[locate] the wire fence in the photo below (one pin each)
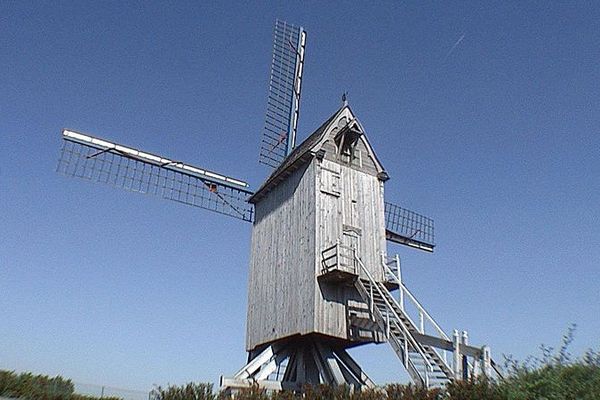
(101, 391)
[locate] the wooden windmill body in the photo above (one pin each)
(329, 190)
(320, 280)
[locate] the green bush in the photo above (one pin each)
(27, 386)
(190, 391)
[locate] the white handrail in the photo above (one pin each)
(391, 308)
(417, 304)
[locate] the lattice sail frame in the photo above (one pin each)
(98, 160)
(408, 227)
(283, 101)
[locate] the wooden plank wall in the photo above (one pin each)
(282, 280)
(294, 222)
(357, 208)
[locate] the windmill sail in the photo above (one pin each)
(408, 228)
(283, 101)
(98, 160)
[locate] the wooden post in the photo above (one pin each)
(486, 361)
(465, 361)
(457, 361)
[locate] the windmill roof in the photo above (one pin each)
(296, 158)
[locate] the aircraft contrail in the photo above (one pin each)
(455, 44)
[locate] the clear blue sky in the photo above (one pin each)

****************************************

Your task —
Can you copy all of the data above word for word, line by line, but leave out the pictures?

Correct answer —
[locate] the wire fence in the photo below (one pin each)
(101, 391)
[locate] the wooden windmill body in the photo above (one pin each)
(329, 190)
(320, 280)
[locate] the green bush in the photo above (one pin each)
(27, 386)
(190, 391)
[locate] the white handrail in the photo above (one pin each)
(391, 308)
(417, 304)
[locate] the lattice sail frame in the photo above (one pin each)
(98, 160)
(408, 227)
(283, 101)
[locate] the wooden plank wall in the photo above (one pin each)
(282, 280)
(294, 222)
(357, 208)
[locate] the windmill sail in the photo above (one pin each)
(408, 228)
(283, 101)
(98, 160)
[locate] the wooden post in the photo above (one pin each)
(486, 361)
(465, 361)
(457, 361)
[locate] the windmill roof in the photo above (one pin each)
(296, 158)
[locate] the aircraft contrail in the photo above (one pin each)
(455, 44)
[locate] the clear blue sky in the photo above (one pin each)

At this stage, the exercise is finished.